BIRMINGHAM, Ala. – The Rev. Fred L. Shuttlesworth, who was bombed, beaten and repeatedly arrested in the fight for civil rights and hailed by the Rev. Martin Luther King Jr. for his courage and tenacity, has died. He was 89.
Relatives and hospital officials said Shuttlesworth died Wednesday at Princeton Baptist Medical Center in Birmingham. A former truck driver who studied religion at night, Shuttlesworth became pastor of Bethel Baptist Church in Birmingham in 1953 and soon emerged as an outspoken leader in the struggle for racial equality.
“My church was a beehive,” Shuttlesworth once said. “I made the movement. I made the challenge. Birmingham was the citadel of segregation, and the people wanted to march.”
Birmingham Mayor William Bell ordered city flags lowered to half-staff until after Shuttleworth’s funeral. Bell, who is black, said he would not be mayor if not for leaders like Shuttlesworth.
“Dr. Shuttlesworth means so much to this city and his legacy will continue for generations,” he said.
Shuttlesworth survived a 1956 bombing, an assault during a 1957 demonstration, chest injuries when Birmingham authorities turned fire hoses on demonstrators in 1963, and countless arrests.
“I went to jail 30 or 40 times, not for fighting or stealing or drugs,” Shuttlesworth told grade school students in 1997. “I went to jail for a good thing, trying to make a difference.”
Shuttlesworth remained active in the movement in Alabama even after moving in 1961 to Cincinnati, where he was a pastor for most of the next 47 years. He moved back to Birmingham in February 2008 for rehabilitation after a mild stroke. That summer, the once-segregated city honored him with a four-day tribute and named its airport after him. His statue also stands outside the Birmingham Civil Rights Institute.
And in November 2008, Shuttlesworth watched from a hospital bed as Sen. Barack Obama was elected the nation’s first African-American president. The year before, Obama had pushed Shuttlesworth’s wheelchair across the Edmund Pettus Bridge in Selma during a commemoration of the Selma-to-Montgomery voting rights march – a moment Obama recalled Wednesday.
In Washington, Obama released a statement lauding Shuttlesworth as a “testament to the strength of the human spirit” and said America owes him a “debt of gratitude” for his fight for equality.

= Work task 1 =
Reproduce the part of the Shuttlesworth obituary starting at "In Washington, Obama" and ending at "fight for equality.".
= Work task 2 =
Decide whether each statement agrees with the Shuttlesworth obituary, answering yes or no and quoting the words that decide it: (a) Shuttlesworth became pastor of Bethel Baptist Church in Birmingham in 1953. (b) Shuttlesworth moved to Cincinnati in 1957. (c) Birmingham named its airport after Shuttlesworth.
= Work task 3 =
Translate this sentence from the Shuttlesworth obituary into Spanish: "His statue also stands outside the Birmingham Civil Rights Institute."

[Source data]
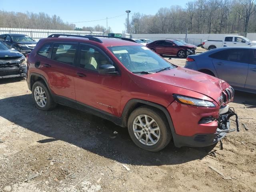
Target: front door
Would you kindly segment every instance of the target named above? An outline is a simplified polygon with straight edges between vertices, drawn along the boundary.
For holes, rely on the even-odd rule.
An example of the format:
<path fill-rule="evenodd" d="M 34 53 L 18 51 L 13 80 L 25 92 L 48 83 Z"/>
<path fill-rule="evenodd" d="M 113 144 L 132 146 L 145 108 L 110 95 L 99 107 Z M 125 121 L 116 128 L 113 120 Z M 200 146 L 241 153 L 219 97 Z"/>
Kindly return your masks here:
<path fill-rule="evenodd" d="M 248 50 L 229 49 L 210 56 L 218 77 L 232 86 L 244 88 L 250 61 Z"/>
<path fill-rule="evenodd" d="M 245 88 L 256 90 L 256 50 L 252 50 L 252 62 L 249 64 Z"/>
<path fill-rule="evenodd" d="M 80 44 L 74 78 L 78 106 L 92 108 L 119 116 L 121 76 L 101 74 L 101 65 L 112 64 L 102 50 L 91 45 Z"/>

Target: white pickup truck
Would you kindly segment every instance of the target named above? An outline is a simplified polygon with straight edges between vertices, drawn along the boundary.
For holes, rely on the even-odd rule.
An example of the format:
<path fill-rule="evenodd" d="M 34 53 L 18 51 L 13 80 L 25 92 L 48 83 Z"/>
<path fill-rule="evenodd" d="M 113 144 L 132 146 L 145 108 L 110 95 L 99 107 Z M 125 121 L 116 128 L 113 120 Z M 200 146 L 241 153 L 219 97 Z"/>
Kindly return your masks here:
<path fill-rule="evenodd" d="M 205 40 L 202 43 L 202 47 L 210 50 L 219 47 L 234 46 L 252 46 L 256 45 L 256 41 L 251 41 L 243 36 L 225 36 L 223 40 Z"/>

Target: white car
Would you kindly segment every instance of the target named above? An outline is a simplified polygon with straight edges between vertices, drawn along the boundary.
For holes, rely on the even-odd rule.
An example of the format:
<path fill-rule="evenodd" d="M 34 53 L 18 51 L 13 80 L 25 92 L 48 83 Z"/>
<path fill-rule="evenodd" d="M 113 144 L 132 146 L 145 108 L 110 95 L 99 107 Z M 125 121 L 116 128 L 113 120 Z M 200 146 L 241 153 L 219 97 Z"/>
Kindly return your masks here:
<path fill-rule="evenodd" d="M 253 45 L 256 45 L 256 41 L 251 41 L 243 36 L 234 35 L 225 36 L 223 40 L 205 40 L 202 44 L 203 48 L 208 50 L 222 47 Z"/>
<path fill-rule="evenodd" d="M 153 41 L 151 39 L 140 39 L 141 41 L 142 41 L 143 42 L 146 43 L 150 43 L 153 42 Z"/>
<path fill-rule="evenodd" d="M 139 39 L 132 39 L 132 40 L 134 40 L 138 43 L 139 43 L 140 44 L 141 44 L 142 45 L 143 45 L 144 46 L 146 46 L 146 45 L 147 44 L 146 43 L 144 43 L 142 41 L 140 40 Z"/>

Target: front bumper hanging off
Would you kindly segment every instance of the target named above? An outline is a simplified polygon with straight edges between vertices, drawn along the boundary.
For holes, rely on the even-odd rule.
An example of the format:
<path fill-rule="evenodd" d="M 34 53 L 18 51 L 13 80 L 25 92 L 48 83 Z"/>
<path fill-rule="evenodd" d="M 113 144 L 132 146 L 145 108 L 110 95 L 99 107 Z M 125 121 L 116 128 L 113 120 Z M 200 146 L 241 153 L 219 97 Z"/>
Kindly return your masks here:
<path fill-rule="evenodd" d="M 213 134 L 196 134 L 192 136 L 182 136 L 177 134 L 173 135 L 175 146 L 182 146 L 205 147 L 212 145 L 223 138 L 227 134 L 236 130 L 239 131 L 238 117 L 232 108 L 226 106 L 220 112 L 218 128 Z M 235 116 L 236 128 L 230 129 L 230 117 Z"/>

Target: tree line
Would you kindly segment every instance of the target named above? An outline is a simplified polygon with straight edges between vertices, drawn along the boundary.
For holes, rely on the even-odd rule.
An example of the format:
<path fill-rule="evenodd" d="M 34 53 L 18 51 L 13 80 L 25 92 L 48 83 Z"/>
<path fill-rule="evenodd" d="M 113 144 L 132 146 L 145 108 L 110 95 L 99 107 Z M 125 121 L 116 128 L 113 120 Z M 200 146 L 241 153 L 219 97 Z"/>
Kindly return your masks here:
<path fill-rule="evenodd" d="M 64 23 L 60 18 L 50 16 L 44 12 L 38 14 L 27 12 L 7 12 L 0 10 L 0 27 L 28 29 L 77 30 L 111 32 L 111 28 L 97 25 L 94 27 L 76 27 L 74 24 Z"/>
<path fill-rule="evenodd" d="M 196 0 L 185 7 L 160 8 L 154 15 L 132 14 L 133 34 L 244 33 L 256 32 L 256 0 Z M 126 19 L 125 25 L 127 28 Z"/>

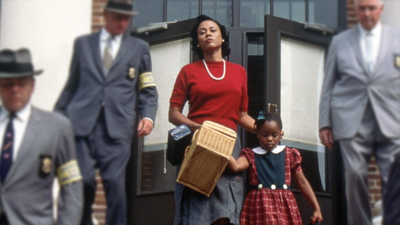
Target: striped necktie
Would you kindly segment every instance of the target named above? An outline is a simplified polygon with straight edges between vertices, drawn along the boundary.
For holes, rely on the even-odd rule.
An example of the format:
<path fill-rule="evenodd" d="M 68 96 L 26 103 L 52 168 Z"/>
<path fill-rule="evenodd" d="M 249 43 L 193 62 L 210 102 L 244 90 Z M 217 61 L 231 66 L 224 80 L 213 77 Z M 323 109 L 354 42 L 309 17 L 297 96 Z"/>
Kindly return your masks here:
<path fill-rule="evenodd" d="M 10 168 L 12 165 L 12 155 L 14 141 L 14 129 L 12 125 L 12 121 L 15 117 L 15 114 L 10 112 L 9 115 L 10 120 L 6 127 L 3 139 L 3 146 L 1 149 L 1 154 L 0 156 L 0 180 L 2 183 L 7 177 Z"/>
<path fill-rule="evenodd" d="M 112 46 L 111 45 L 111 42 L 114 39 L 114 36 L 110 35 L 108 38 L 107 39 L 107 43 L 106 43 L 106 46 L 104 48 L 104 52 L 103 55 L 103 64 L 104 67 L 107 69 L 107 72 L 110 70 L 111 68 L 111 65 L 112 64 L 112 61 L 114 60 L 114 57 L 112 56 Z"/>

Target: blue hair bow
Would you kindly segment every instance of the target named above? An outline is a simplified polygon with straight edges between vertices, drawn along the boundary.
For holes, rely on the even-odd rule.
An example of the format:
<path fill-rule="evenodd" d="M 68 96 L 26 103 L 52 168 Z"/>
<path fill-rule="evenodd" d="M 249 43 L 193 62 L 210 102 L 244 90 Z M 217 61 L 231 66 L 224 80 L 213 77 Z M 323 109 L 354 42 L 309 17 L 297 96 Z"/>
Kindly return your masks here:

= Problem solution 1 =
In Washington, Obama released a statement lauding Shuttlesworth as a “testament to the strength of the human spirit” and said America owes him a “debt of gratitude” for his fight for equality.

= Problem solution 2 =
(a) Yes: "became pastor of Bethel Baptist Church in Birmingham in 1953"
(b) No: "after moving in 1961 to Cincinnati"
(c) Yes: "named its airport after him"

= Problem solution 3 =
Su estatua también se encuentra frente al Instituto de Derechos Civiles de Birmingham.